[Provided text]
▶

3.  Accept and Request Assistance.

Avoid caregiver’s burnout.  Caregiving can be both physically and emotionally exhausting. Often others are interested in helping but are not sure exactly how they can help. Be specific about your needs with a request for help. This way others can give you the support you need.  Research opportunities for senior care respite like adult day care, church volunteers, family and friends, community programs, and paid caregivers through a certified home health care agency. Be careful-seek to avoid becoming so overwhelmed with senior care that you become incapable of helping yourself or your family.

I can help you get started on any of these resolutions and point you in the right direction to helping your senior.

When Should Do Not Resuscitate Orders Be Written?

The topic is more important than you may think. It’s not a pleasant one, but it is worth discussing as we live longer and more medically-complex lives. Medical technology can keep us and those we love, alive longer. But what does this life look like to you? How does it affect yours and your family’s lifestyle? Your spirituality?  Your finances and financial legacy? We actually have the potential to influence and choose how we want to live the last weeks or days of our lives!

Do Not Resuscitate Law

In Michigan, we have the Do-Not-Resuscitate Procedure Act. This act informs health care professionals NOT to revive individuals who have signed a do-not-resuscitate order document.  It is for those individuals who do not want any special efforts made to prolong their life if their breathing or heart stops.  The document can be customized to include or exclude certain measures like chest compressions, use of certain drugs to help re-start the heart etc. and whether to include the use of breathing devices.  A competent adult can obtain and complete this order after discussing with his or her physician. The physician must also sign the order. People whose religion opposes medical treatment do not need a doctor’s signature.

◀

[Instructions]
1 - Decide whether each statement agrees with the senior-care text, answering yes or no and quoting the words that decide it: (a) the physician must sign the do-not-resuscitate order; (b) people whose religion opposes medical treatment need a doctor's signature; (c) the order cannot be customized to exclude particular measures.
2 - Please resume the senior-care text, picking up after its last sentence.
The rows come from a different source than the senior-care text.

[Data for analysis]
▶

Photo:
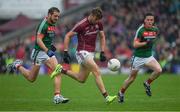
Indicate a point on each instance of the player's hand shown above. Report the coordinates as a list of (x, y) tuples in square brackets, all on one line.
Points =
[(149, 41), (102, 56), (53, 48), (66, 57), (50, 53)]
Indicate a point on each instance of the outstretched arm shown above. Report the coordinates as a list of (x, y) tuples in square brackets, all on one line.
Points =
[(67, 39), (102, 40)]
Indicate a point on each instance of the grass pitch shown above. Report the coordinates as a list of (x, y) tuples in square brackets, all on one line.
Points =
[(17, 94)]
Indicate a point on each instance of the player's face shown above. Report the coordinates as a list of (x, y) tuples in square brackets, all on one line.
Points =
[(54, 17), (94, 20), (149, 21)]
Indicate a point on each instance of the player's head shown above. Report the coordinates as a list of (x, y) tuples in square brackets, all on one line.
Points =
[(149, 20), (95, 15), (53, 14)]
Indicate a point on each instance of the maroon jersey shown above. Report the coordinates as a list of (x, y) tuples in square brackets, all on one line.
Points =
[(87, 33)]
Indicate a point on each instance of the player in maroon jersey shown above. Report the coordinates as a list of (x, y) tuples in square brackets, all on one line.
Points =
[(87, 31)]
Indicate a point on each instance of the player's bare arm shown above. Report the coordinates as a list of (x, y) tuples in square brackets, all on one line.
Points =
[(40, 42), (67, 39), (137, 43), (102, 40)]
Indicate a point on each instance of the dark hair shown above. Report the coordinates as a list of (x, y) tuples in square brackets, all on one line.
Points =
[(148, 14), (97, 12), (52, 10)]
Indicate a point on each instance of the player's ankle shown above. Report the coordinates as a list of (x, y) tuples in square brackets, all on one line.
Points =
[(56, 94), (105, 94)]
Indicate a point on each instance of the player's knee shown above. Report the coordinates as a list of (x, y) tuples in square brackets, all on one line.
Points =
[(31, 80), (159, 71), (82, 81)]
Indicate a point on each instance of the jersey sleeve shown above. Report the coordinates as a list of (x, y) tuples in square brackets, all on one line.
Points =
[(137, 35), (77, 28), (41, 31), (100, 26)]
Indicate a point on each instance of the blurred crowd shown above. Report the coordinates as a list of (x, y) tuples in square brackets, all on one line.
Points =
[(121, 20)]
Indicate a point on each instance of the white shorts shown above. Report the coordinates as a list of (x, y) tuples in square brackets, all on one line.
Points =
[(39, 57), (138, 62), (82, 55)]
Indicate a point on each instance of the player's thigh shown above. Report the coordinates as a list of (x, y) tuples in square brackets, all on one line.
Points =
[(153, 64), (84, 72), (51, 62), (91, 64), (35, 70), (133, 74)]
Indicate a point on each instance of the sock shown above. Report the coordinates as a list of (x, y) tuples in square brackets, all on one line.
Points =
[(63, 71), (122, 90), (17, 67), (105, 94), (56, 93), (149, 81)]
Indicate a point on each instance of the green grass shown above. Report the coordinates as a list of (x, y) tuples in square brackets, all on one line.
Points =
[(17, 94)]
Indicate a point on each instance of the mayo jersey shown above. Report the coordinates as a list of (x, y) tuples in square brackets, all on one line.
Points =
[(145, 34)]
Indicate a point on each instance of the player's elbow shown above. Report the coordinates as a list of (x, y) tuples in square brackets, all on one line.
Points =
[(135, 45)]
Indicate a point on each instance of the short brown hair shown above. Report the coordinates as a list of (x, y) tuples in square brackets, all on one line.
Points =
[(52, 10), (97, 12)]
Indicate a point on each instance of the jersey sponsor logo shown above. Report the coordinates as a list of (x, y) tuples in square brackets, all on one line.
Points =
[(51, 28), (149, 34), (91, 33)]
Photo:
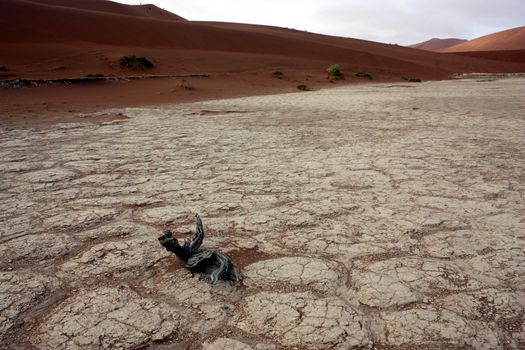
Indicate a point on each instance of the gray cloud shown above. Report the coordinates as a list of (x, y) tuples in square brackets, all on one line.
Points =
[(391, 21)]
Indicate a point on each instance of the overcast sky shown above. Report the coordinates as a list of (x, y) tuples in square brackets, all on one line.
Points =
[(389, 21)]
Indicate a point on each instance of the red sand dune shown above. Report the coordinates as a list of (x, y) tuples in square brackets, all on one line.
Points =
[(511, 39), (72, 38), (436, 44)]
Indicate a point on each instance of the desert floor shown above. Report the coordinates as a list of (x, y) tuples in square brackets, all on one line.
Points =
[(385, 216)]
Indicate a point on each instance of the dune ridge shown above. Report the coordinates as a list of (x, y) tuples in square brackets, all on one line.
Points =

◀

[Written answers]
1 -
(a) Yes: "The physician must also sign the order."
(b) No: "People whose religion opposes medical treatment do not need a doctor’s signature."
(c) No: "The document can be customized to include or exclude certain measures"

2 -
The Do Not Resuscitate Form

The form/order should be placed in a prominent and visible place where one resides. Have discussions with family, friends, and caregivers and inform them about the signed do-not-resuscitate order; tell them where to find it. All advocates should carry a signed copy with them. Bracelets indicating specific wishes are also suggested.

Frequently Asked Questions:

Where do I get the form? The forms are available at most hospices and online. Click here to see an example of one.

Can I be forced to sign a Do-Not-Resuscitate order? Absolutely not. No one may require it as a condition for care or treatment.

Can I change my mind after I sign it? Yes, it may be cancelled at any time by any means of communication possible.

Will my insurance coverage be affected if I  sign such an order? No, the law says that your insurance provider cannot change, stop, refuse to renew, or invoke a suicide exemption or exclusion.

Keep up to date!

Do-Not-Resuscitate orders have changed and may continue to change as our health care technology evolves. Such orders used to, or may still apply  in your state, only in health care facilities such as hospitals and rehabilitation/nursing homes. People were not covered outside of such facilities, such as those at home with terminal illness. Licensed health professionals were required to try and revive anyone who had no heart beat or sign of breathing. In our state, when an order is present or a bracelet is worn, emergency responders cannot start resuscitation.

Make your wishes known today. Have that challenging conversation with your loved ones. Live the way you want to live while you are here on earth. You and your Elder will have peace of mind that the last season of life will be as they wished.